[Entries on finding named things]
+++

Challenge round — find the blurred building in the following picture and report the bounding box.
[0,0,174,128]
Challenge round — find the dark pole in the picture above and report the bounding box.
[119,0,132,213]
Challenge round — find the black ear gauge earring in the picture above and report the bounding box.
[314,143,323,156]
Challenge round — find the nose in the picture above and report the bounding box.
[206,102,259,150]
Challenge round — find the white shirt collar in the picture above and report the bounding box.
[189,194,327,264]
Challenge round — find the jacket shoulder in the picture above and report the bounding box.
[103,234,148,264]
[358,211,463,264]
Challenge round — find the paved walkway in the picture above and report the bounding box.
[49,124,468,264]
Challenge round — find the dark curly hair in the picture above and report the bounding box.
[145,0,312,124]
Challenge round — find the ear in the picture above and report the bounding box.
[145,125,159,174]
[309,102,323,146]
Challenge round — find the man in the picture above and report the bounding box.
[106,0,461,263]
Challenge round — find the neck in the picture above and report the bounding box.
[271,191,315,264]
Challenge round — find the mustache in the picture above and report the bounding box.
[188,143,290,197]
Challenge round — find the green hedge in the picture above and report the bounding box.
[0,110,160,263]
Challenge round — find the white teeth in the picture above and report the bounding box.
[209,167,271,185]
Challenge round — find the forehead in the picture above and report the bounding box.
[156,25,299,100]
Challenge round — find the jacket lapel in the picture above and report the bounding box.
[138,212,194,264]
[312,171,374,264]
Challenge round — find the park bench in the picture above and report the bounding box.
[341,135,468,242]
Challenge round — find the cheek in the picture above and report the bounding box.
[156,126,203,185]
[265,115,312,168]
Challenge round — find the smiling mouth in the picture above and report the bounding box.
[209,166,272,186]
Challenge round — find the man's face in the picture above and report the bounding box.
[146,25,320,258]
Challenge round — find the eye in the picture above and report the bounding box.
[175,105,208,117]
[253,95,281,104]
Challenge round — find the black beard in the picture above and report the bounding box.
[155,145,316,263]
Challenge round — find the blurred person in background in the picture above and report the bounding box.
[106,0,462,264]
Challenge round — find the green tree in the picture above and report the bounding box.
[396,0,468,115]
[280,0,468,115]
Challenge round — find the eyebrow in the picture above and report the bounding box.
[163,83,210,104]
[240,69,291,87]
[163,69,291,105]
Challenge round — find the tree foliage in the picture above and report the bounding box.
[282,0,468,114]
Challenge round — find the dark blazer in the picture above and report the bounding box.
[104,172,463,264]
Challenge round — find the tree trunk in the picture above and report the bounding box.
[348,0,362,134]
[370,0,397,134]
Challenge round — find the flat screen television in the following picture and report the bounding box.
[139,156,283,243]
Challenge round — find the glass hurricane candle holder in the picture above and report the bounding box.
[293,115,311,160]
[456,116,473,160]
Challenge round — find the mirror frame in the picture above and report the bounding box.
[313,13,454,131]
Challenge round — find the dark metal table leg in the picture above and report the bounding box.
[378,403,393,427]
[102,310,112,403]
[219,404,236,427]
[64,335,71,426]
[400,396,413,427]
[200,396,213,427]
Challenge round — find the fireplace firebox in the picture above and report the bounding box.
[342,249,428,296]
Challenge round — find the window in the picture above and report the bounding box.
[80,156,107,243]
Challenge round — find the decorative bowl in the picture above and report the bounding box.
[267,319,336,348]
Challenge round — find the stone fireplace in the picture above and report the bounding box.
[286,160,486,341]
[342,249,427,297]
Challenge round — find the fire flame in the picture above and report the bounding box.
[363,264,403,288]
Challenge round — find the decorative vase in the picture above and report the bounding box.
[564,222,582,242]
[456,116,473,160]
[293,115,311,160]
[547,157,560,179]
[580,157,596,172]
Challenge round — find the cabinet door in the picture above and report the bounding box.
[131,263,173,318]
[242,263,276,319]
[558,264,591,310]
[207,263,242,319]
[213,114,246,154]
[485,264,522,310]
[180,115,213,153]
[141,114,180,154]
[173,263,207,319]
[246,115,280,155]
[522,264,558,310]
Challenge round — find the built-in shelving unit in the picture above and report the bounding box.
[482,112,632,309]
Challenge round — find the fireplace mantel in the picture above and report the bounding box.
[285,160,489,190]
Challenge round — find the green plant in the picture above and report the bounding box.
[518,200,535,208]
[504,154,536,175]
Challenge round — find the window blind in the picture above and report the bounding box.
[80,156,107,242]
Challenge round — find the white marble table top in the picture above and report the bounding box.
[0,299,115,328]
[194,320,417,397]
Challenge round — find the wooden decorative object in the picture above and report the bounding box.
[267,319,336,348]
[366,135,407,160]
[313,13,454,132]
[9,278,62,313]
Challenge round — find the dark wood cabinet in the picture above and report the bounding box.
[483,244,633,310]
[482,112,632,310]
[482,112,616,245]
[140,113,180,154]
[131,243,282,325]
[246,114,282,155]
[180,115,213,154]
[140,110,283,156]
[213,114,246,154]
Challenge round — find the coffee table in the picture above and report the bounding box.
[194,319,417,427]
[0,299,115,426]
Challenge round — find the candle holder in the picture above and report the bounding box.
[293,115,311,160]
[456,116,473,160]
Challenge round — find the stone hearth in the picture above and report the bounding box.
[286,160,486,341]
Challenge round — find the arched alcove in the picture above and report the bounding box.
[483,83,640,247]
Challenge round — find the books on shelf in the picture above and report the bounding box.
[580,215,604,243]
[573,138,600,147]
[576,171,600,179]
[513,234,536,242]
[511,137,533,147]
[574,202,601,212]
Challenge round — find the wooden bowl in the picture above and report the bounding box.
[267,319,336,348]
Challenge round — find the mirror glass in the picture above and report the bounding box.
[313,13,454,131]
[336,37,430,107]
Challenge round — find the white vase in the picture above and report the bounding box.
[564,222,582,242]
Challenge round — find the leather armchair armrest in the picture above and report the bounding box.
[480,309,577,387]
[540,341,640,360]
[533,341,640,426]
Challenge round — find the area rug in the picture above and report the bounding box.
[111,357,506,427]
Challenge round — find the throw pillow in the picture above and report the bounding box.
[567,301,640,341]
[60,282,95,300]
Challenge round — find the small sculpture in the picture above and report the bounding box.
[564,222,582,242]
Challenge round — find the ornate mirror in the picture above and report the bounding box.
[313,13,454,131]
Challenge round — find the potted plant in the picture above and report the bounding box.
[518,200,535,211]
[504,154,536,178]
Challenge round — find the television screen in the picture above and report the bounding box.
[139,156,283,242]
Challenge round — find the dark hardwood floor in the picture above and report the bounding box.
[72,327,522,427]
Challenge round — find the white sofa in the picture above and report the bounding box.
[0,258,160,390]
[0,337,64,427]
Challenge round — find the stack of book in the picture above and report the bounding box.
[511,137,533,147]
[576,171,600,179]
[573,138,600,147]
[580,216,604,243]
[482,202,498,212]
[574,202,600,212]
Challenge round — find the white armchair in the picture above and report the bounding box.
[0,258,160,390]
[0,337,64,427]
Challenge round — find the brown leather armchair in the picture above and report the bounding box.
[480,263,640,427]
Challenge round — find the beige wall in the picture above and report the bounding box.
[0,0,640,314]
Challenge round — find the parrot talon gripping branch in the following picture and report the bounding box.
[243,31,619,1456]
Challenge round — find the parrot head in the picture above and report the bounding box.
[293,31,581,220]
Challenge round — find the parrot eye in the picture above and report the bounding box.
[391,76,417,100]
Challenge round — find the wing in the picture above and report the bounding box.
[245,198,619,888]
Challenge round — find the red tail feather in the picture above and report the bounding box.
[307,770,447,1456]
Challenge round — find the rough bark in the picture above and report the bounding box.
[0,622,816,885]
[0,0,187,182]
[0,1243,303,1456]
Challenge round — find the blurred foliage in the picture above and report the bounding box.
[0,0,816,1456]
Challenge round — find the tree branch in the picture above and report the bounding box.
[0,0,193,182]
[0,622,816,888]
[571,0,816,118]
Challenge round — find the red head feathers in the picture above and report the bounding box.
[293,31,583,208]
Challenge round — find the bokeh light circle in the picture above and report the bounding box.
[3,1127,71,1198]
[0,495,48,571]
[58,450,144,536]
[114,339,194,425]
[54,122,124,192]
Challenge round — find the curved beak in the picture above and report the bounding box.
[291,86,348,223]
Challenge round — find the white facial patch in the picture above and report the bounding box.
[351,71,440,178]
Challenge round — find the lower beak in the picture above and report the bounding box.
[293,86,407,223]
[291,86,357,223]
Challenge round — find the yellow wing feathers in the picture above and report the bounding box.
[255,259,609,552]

+++

What the task requires: Copy the section of the entries above that starts with the line containing "Challenge round — find the white armchair" and ends with the line containing "[571,0,816,118]". Include both of those lines and keep every line unchanged.

Expected answer:
Challenge round — find the white armchair in the picture above and report the bounding box.
[0,258,160,390]
[0,337,64,427]
Challenge round — find the brown leather armchair in the picture above and report the bounding box.
[480,263,640,427]
Challenge round — find the beige wall in the picture above and report the bounding box.
[0,0,640,314]
Challenge round — find the parrot talon gripping branch in the following picture and report the bounding box.
[243,31,619,1456]
Challenge round — find the parrot head in the picture above and report the bounding box.
[293,31,581,220]
Challenge round — find the parrot eye in the picture above and report the bounding box.
[391,76,417,100]
Challenge round — find the wing in the picture above and report the bounding box.
[245,198,619,888]
Challenge round — find the red tail feather in the picture above and report the bounding box.
[307,770,447,1456]
Challenge round — find the rough bark in the picture above and report the bounding box.
[0,622,816,885]
[0,0,187,182]
[0,1243,303,1456]
Challenge round — find the blurred foliage in the picture above and report the bounding box.
[0,0,816,1456]
Challenge round — find the tree branch in the picture above and report the bounding box.
[0,0,193,182]
[0,622,816,888]
[571,0,816,118]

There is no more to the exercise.